Print, without alteration, the lines that extend from the one holding "One marker serves each instance of the granite" to the final line of the listing below.
########################################
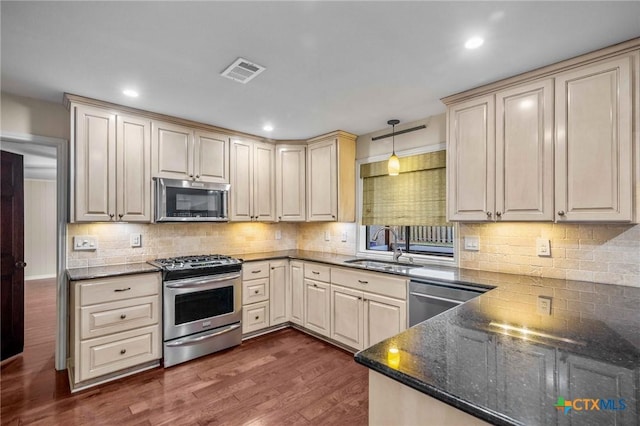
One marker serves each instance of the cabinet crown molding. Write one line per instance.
(546, 71)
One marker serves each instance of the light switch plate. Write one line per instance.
(544, 305)
(472, 243)
(543, 247)
(85, 243)
(135, 240)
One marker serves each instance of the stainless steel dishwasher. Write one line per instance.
(430, 298)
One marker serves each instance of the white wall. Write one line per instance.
(39, 228)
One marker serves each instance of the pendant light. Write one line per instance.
(394, 162)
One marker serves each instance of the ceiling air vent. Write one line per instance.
(242, 71)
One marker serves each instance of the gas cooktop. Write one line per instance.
(196, 265)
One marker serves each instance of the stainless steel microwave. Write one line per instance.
(189, 201)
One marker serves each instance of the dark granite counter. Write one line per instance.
(497, 359)
(75, 274)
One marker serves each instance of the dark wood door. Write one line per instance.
(12, 254)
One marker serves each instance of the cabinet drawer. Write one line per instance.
(255, 317)
(376, 283)
(108, 354)
(255, 291)
(253, 270)
(317, 272)
(123, 315)
(110, 289)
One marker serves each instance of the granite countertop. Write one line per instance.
(75, 274)
(496, 358)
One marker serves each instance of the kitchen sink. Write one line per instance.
(383, 265)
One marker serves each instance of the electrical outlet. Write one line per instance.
(472, 243)
(544, 305)
(85, 243)
(135, 240)
(543, 247)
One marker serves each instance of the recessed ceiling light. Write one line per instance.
(474, 43)
(131, 93)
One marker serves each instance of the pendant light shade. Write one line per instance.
(394, 161)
########################################
**Solution to the exercise**
One marker serves each instance of the granite countertop. Write one line per instance.
(75, 274)
(496, 358)
One marker serves each instance of the kitchen sink. Write one line per instance.
(383, 265)
One marker serves each instance of the electrical outlet. Write one line per instance.
(472, 243)
(544, 305)
(85, 243)
(135, 240)
(543, 247)
One marker serves each instance of the recessed ceiling light. Write one line per instance.
(474, 43)
(131, 93)
One marker serves each instance of the pendant light shade. Write one line per instance.
(394, 161)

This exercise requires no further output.